Task details — Find the lines of data that contain the string "flower", then list them.

(Natural language region descriptions)
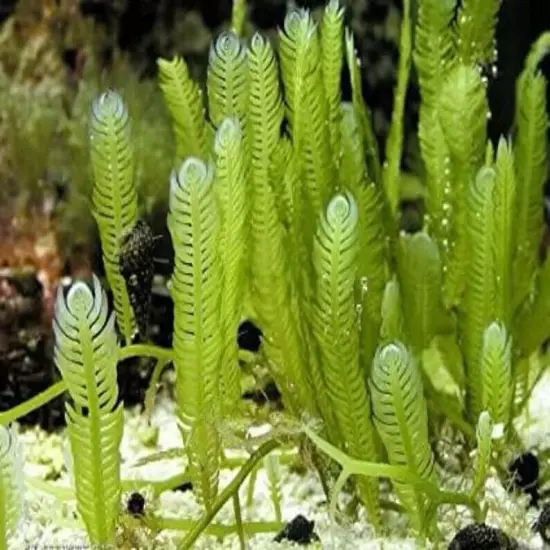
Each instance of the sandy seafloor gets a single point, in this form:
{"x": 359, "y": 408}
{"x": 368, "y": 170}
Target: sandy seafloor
{"x": 48, "y": 523}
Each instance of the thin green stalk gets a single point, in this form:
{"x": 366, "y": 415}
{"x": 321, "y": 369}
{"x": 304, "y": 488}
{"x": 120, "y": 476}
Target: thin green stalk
{"x": 151, "y": 393}
{"x": 351, "y": 466}
{"x": 239, "y": 520}
{"x": 145, "y": 350}
{"x": 158, "y": 487}
{"x": 33, "y": 403}
{"x": 228, "y": 492}
{"x": 215, "y": 529}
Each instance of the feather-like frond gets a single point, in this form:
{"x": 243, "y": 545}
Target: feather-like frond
{"x": 504, "y": 233}
{"x": 86, "y": 354}
{"x": 11, "y": 484}
{"x": 373, "y": 267}
{"x": 419, "y": 269}
{"x": 394, "y": 142}
{"x": 194, "y": 222}
{"x": 232, "y": 192}
{"x": 479, "y": 296}
{"x": 401, "y": 419}
{"x": 332, "y": 46}
{"x": 434, "y": 58}
{"x": 531, "y": 323}
{"x": 371, "y": 144}
{"x": 296, "y": 39}
{"x": 302, "y": 70}
{"x": 183, "y": 99}
{"x": 531, "y": 163}
{"x": 391, "y": 328}
{"x": 484, "y": 435}
{"x": 114, "y": 194}
{"x": 334, "y": 321}
{"x": 238, "y": 16}
{"x": 434, "y": 52}
{"x": 497, "y": 373}
{"x": 475, "y": 31}
{"x": 463, "y": 116}
{"x": 227, "y": 79}
{"x": 440, "y": 215}
{"x": 270, "y": 269}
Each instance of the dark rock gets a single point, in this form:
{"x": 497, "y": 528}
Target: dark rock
{"x": 479, "y": 536}
{"x": 137, "y": 268}
{"x": 542, "y": 525}
{"x": 525, "y": 475}
{"x": 184, "y": 487}
{"x": 136, "y": 504}
{"x": 299, "y": 530}
{"x": 249, "y": 336}
{"x": 270, "y": 393}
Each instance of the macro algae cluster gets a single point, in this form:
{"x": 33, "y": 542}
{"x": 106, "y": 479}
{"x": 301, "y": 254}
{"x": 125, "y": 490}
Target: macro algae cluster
{"x": 402, "y": 359}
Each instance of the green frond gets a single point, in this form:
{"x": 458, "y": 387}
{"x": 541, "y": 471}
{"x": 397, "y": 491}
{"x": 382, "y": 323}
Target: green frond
{"x": 11, "y": 485}
{"x": 282, "y": 340}
{"x": 504, "y": 233}
{"x": 231, "y": 189}
{"x": 265, "y": 105}
{"x": 475, "y": 31}
{"x": 371, "y": 144}
{"x": 302, "y": 71}
{"x": 496, "y": 367}
{"x": 401, "y": 418}
{"x": 531, "y": 323}
{"x": 332, "y": 47}
{"x": 484, "y": 436}
{"x": 86, "y": 354}
{"x": 296, "y": 41}
{"x": 463, "y": 115}
{"x": 183, "y": 99}
{"x": 194, "y": 224}
{"x": 283, "y": 173}
{"x": 227, "y": 79}
{"x": 269, "y": 262}
{"x": 531, "y": 163}
{"x": 419, "y": 269}
{"x": 479, "y": 295}
{"x": 270, "y": 267}
{"x": 394, "y": 143}
{"x": 439, "y": 219}
{"x": 434, "y": 52}
{"x": 238, "y": 16}
{"x": 353, "y": 165}
{"x": 434, "y": 58}
{"x": 373, "y": 267}
{"x": 335, "y": 326}
{"x": 114, "y": 195}
{"x": 391, "y": 312}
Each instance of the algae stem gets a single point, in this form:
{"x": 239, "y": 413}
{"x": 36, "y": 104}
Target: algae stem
{"x": 215, "y": 529}
{"x": 145, "y": 350}
{"x": 33, "y": 403}
{"x": 228, "y": 492}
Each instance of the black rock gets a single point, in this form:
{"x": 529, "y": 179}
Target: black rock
{"x": 184, "y": 487}
{"x": 479, "y": 536}
{"x": 249, "y": 336}
{"x": 542, "y": 525}
{"x": 136, "y": 504}
{"x": 299, "y": 530}
{"x": 269, "y": 393}
{"x": 137, "y": 267}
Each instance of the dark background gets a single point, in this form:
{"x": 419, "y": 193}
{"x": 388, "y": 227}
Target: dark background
{"x": 134, "y": 21}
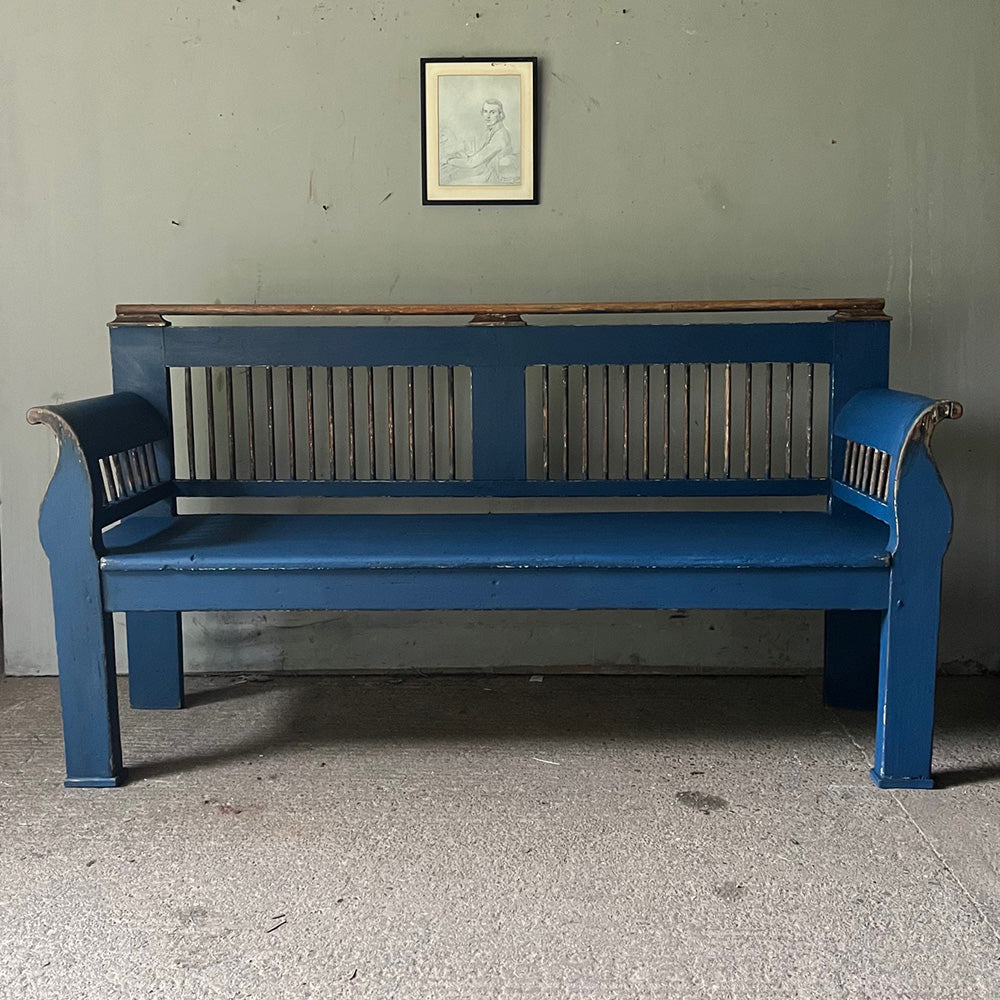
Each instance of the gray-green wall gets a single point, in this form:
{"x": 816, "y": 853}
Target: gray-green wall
{"x": 186, "y": 151}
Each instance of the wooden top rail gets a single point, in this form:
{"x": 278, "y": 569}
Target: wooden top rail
{"x": 509, "y": 313}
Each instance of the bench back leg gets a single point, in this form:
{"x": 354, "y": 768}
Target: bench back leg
{"x": 155, "y": 665}
{"x": 850, "y": 671}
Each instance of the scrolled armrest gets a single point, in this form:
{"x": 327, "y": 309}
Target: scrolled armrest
{"x": 881, "y": 438}
{"x": 113, "y": 456}
{"x": 887, "y": 419}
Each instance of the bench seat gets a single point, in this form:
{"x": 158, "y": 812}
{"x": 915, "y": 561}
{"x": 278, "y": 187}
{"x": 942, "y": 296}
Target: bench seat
{"x": 800, "y": 559}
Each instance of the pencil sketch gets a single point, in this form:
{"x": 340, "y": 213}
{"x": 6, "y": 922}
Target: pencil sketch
{"x": 479, "y": 130}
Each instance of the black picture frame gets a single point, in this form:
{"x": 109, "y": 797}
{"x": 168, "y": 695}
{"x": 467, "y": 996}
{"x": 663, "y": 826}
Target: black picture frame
{"x": 479, "y": 130}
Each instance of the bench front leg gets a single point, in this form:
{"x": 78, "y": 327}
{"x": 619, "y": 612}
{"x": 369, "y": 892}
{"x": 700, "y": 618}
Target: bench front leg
{"x": 88, "y": 688}
{"x": 155, "y": 660}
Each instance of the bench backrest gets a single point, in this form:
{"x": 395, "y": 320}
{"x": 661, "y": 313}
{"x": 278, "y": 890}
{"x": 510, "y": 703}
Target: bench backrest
{"x": 607, "y": 410}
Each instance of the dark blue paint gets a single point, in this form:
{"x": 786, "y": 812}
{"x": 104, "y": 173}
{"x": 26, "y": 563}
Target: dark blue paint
{"x": 873, "y": 567}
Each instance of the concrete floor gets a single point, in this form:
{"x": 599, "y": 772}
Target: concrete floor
{"x": 479, "y": 837}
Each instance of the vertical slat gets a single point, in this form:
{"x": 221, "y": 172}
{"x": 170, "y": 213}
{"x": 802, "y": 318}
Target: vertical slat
{"x": 768, "y": 416}
{"x": 708, "y": 420}
{"x": 390, "y": 398}
{"x": 865, "y": 468}
{"x": 269, "y": 395}
{"x": 119, "y": 476}
{"x": 153, "y": 467}
{"x": 687, "y": 421}
{"x": 371, "y": 420}
{"x": 876, "y": 468}
{"x": 135, "y": 469}
{"x": 564, "y": 375}
{"x": 809, "y": 418}
{"x": 331, "y": 433}
{"x": 666, "y": 421}
{"x": 727, "y": 443}
{"x": 452, "y": 457}
{"x": 606, "y": 410}
{"x": 210, "y": 418}
{"x": 747, "y": 414}
{"x": 788, "y": 420}
{"x": 189, "y": 422}
{"x": 251, "y": 427}
{"x": 352, "y": 452}
{"x": 411, "y": 430}
{"x": 110, "y": 493}
{"x": 431, "y": 450}
{"x": 883, "y": 486}
{"x": 645, "y": 421}
{"x": 125, "y": 457}
{"x": 290, "y": 394}
{"x": 545, "y": 421}
{"x": 310, "y": 423}
{"x": 142, "y": 456}
{"x": 626, "y": 371}
{"x": 230, "y": 422}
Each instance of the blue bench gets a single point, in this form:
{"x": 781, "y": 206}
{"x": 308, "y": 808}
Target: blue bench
{"x": 812, "y": 483}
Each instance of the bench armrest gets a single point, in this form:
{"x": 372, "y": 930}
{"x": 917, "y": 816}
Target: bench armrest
{"x": 882, "y": 463}
{"x": 114, "y": 459}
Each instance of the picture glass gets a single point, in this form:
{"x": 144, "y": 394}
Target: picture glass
{"x": 479, "y": 131}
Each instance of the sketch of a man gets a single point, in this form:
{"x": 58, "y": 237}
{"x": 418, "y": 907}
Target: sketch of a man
{"x": 493, "y": 162}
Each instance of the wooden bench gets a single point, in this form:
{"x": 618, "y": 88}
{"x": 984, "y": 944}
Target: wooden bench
{"x": 729, "y": 417}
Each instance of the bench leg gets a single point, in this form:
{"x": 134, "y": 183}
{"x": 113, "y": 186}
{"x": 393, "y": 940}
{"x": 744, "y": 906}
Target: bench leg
{"x": 88, "y": 689}
{"x": 907, "y": 674}
{"x": 850, "y": 672}
{"x": 155, "y": 663}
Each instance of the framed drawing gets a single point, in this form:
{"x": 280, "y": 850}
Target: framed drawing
{"x": 479, "y": 131}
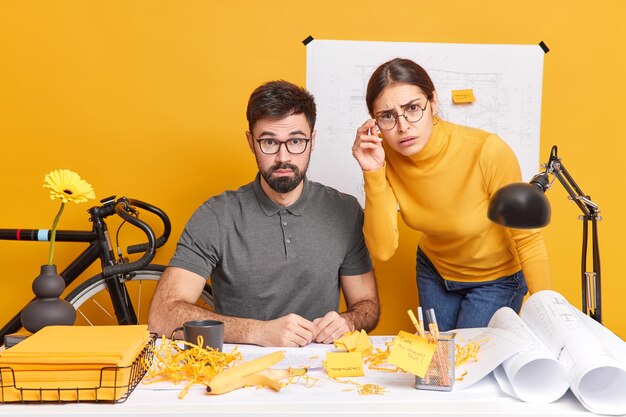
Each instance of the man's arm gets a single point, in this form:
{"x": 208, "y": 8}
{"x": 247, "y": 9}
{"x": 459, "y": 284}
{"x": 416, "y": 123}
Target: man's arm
{"x": 362, "y": 312}
{"x": 174, "y": 301}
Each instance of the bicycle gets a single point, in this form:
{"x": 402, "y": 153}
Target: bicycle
{"x": 115, "y": 294}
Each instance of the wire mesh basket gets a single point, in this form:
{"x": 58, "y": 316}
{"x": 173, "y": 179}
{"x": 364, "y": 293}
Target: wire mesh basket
{"x": 440, "y": 373}
{"x": 109, "y": 384}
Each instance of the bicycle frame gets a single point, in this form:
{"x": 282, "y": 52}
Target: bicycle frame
{"x": 100, "y": 247}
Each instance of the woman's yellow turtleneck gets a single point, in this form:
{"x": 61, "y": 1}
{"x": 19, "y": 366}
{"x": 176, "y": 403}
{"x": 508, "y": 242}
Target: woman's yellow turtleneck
{"x": 443, "y": 191}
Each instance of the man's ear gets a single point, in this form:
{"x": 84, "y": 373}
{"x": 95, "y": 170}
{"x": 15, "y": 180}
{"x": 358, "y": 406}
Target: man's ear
{"x": 250, "y": 141}
{"x": 313, "y": 139}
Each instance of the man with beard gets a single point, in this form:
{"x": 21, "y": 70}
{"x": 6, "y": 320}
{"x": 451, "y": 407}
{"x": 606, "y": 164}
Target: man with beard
{"x": 277, "y": 250}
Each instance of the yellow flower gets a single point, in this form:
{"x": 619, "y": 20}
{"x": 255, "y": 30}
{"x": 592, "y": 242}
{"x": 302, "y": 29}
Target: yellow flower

Solution —
Each instance of the yellow flower gets a single point, in this form:
Target: yellow flower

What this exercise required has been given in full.